__Data section__:
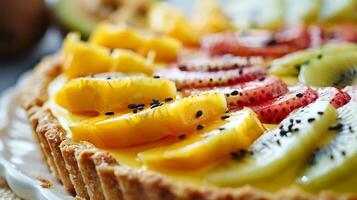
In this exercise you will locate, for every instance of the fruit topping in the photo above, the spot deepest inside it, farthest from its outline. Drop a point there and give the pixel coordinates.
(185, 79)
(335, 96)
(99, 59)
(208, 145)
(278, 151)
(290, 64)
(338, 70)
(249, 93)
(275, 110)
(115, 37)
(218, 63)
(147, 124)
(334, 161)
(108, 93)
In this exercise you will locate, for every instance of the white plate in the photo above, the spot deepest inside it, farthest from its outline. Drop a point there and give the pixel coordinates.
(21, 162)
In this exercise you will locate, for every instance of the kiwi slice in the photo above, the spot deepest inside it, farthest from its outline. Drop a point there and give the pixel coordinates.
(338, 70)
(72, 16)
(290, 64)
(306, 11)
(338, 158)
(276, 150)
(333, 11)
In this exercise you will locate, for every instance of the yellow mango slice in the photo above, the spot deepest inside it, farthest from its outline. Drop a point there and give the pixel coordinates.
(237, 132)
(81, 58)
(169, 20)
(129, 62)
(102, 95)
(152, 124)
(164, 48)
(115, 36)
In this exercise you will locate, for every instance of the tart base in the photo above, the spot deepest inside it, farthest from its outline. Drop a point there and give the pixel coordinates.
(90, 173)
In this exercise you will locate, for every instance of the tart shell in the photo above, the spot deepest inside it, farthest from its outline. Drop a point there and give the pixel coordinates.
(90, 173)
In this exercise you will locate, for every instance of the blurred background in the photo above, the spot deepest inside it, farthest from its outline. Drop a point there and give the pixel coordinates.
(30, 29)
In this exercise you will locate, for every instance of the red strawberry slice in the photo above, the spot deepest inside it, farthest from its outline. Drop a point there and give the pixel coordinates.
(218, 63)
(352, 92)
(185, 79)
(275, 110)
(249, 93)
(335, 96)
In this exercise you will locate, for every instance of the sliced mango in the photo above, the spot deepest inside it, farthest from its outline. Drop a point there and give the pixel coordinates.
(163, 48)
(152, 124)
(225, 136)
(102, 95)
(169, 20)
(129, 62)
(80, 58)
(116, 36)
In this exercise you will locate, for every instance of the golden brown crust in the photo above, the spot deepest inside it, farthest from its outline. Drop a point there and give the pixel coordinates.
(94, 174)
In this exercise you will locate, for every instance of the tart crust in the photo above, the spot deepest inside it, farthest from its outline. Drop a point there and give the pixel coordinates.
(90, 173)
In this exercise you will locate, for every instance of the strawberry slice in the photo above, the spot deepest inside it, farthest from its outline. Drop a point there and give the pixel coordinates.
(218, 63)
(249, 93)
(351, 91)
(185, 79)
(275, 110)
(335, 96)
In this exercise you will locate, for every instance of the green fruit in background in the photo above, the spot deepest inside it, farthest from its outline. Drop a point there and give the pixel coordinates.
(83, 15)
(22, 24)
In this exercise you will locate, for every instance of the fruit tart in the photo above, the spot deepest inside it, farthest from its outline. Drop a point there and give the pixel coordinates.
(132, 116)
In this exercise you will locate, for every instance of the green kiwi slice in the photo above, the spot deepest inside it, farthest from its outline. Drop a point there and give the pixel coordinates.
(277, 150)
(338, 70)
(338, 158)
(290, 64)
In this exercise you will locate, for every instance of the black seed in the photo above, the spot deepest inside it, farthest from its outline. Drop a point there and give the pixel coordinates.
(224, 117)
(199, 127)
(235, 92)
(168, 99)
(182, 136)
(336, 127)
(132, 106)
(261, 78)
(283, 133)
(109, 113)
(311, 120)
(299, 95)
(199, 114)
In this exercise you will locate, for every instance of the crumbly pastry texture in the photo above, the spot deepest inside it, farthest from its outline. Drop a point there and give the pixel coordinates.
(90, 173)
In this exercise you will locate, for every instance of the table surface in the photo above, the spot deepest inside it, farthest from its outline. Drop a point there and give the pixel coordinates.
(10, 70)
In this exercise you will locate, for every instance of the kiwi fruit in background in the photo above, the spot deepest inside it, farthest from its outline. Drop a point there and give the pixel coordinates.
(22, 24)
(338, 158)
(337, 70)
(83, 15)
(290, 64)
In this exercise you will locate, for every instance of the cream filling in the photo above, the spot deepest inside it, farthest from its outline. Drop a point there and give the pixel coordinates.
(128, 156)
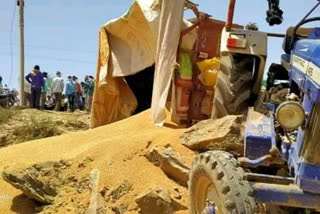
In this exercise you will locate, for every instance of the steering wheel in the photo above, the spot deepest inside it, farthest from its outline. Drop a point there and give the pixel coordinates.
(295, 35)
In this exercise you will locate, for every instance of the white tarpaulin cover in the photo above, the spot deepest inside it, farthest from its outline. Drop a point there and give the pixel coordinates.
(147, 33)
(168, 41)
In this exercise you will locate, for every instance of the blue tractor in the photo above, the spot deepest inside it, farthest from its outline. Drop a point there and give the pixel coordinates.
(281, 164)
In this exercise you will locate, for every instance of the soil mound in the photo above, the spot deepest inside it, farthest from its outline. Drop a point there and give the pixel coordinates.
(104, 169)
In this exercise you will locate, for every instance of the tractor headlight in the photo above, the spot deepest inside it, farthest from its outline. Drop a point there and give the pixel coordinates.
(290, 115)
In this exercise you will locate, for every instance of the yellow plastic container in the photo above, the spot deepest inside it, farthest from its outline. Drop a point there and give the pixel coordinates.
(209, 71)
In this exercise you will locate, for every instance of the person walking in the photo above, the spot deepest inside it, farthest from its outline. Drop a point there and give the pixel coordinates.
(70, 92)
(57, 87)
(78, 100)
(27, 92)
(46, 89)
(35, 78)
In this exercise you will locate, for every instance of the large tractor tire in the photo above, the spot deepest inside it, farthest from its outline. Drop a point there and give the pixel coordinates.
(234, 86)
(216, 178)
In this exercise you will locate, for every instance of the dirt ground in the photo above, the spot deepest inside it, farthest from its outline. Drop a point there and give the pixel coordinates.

__What to work on__: Full transcription of the material, exact in every line, without images.

__Output below__:
In this exercise you will locate, for every instance of the fruit topping in the photo above, the spot deepest inside it, farthest from its outline. Drop a point there and give the pixel coordinates.
(185, 79)
(335, 96)
(99, 59)
(208, 145)
(278, 151)
(290, 64)
(338, 70)
(249, 93)
(275, 110)
(115, 37)
(218, 63)
(147, 124)
(334, 161)
(108, 93)
In this exercise you will locate, for every instance of the white plate in the photo above, the spot deepest inside it, farthest from its outline. Drop a point there and give the pixel coordinates.
(21, 162)
In this exercise you will locate, for every instance of the kiwi slice in the photo above, the spot deepest inside it, farthest from its outline. Drop a point there and give the pixel coordinates.
(338, 70)
(72, 16)
(290, 64)
(306, 11)
(338, 158)
(276, 150)
(333, 11)
In this exercise you will locate, for every instance of the yellow mango slice in the photo above, the spot deepest inside it, farthest from its outline. Drop a point there and give the pixel coordinates.
(237, 132)
(81, 58)
(169, 20)
(129, 62)
(102, 95)
(152, 124)
(164, 48)
(115, 36)
In this exercise you will locate, for every instance of the tart base in the photo above, the spot deepest inside it, farthest from its outline. Drop a point there and give the pixel coordinates.
(90, 173)
In this exercise you will locate, for every instance of the tart shell in the photo above, the spot deepest inside it, farthest from its outline. Drop a point there and give the pixel coordinates.
(90, 173)
In this exercise you will locate, for every instance of the blurred background in the photo above, the spot deepest inside it, farthest from its outline. Drop a point there and give the pixel coordinates.
(30, 29)
In this exercise you will locate, for every instance of the red strawberry slice in the photo above, the spot deepest inside it, farthest from its outline. Drop a point there and give the pixel coordinates.
(218, 63)
(352, 92)
(185, 79)
(275, 110)
(249, 93)
(335, 96)
In this exercise you will locate, for every instance of the sliced mango in the photo above, the spot deepest inside it, farthest from its outline. Drop a point there and give the pixel coordinates.
(163, 48)
(152, 124)
(225, 136)
(102, 95)
(169, 20)
(129, 62)
(80, 58)
(116, 36)
In this exercise you will locate, for every instance of the golden brown crust in the photo above, the spot deepest inside it, farthest from its outline. Drop a point there and give the pixel coordinates.
(94, 174)
In this exercise you will locate, for every instance of the tart crust in the photo above, the spot deepest inside it, farthest from its outline. Drop a point there and give the pixel coordinates.
(90, 173)
In this exercise you will locate, for every instance of the strawberry slice in the photo above, the spot deepest inside it, farthest from its outline. Drop a point there and give the pixel coordinates.
(218, 63)
(249, 93)
(351, 91)
(185, 79)
(275, 110)
(335, 96)
In this exercise you will locate, for every instance of the green fruit in background in the photo above, the spot deepest inside it, farthest from its outline. Drop a point there and give the pixel coordinates.
(83, 15)
(22, 24)
In this exercise you will locate, for every instance of the fruit tart in the photo above, the spot deepest inside it, farthest from its outline. Drop a point there and give the pixel coordinates.
(132, 116)
In this exercise you will locate, for every instance of the green kiwi slice in the photo above, the spot deepest inside it, farthest from its outline. Drop a point there and give the pixel coordinates.
(277, 150)
(338, 70)
(338, 158)
(290, 64)
In this exercise you will locate, for every instance of the black seed in the photo above, the spot deepest inside it, farthest from its outline. Drop a point there and give the pixel coordinates.
(224, 117)
(199, 127)
(235, 92)
(168, 99)
(182, 136)
(336, 127)
(132, 106)
(261, 78)
(283, 133)
(109, 113)
(311, 120)
(299, 95)
(199, 114)
In this exercise you will locate, for every instance of the crumbly pastry texture in the photo above, the spot deepest inside it, farthest from its outline. Drop a point there and give the pixel coordinates.
(90, 173)
In this exercise you will locate, for every instance of the table surface in the photo above, the spot deepest inside it, farthest from its outline. Drop a point there and give the pixel coordinates.
(10, 70)
In this exercise you will locate, for every instance of the kiwi fruit in background in the photo above, the spot deepest inside it, farthest from its outline. Drop a point there and give the pixel coordinates.
(22, 24)
(338, 158)
(337, 70)
(83, 15)
(290, 64)
In this exercise you will locate, for every instance of the cream filling in the photo above, the spot deepest inside it, farthest from its outline. Drop a point there and give the pixel coordinates.
(128, 156)
In this exercise you will locate, for every instance of the steering wheel in the photo above, the spot deepest inside it, farthest from its outline. Drop a point there and give the pixel coordinates.
(295, 35)
In this exercise you will locate, for every instance of the white tarpaulin cover in the photo above, the spot deepest inside it, farthest from its outline. Drop a point there and give the pixel coordinates.
(147, 33)
(168, 41)
In this exercise you will locate, for every instance of the blue tractor in the photo above, the spot deepest inside it, farthest from its outline. Drop a point there and give the pixel coordinates.
(281, 164)
In this exercise you will locate, for every instance of the soil mound in the photo above, the spot deepest inside it, farthest from its outline. Drop a point there and give the pixel coordinates.
(104, 169)
In this exercise you will locate, for every instance of the tractor headlight in the photo above, the spot deepest inside it, farthest from its outline. Drop a point there and give the pixel coordinates.
(290, 115)
In this exercise you will locate, for every instance of the yellow plastic container in the photo above, the spot deepest inside it, farthest from its outline. Drop a point there and give the pixel coordinates.
(209, 71)
In this exercise you will locate, for every instance of the person walking in the photo above, the spot deepest inside it, farthest from its outline. Drop a point there and give the pixel coordinates.
(70, 92)
(57, 87)
(78, 100)
(27, 92)
(46, 89)
(35, 78)
In this exercise you will locate, for every instance of the large tractor tire in the photo above, the spot deepest inside it, farthest from its outline. Drop a point there and give the pixel coordinates.
(234, 86)
(216, 178)
In this exercise you will locate, for every instance of the dirt ground in the photo above, the spot deepest inside it, farthest from its outline. Drop a point there and give the pixel coordinates.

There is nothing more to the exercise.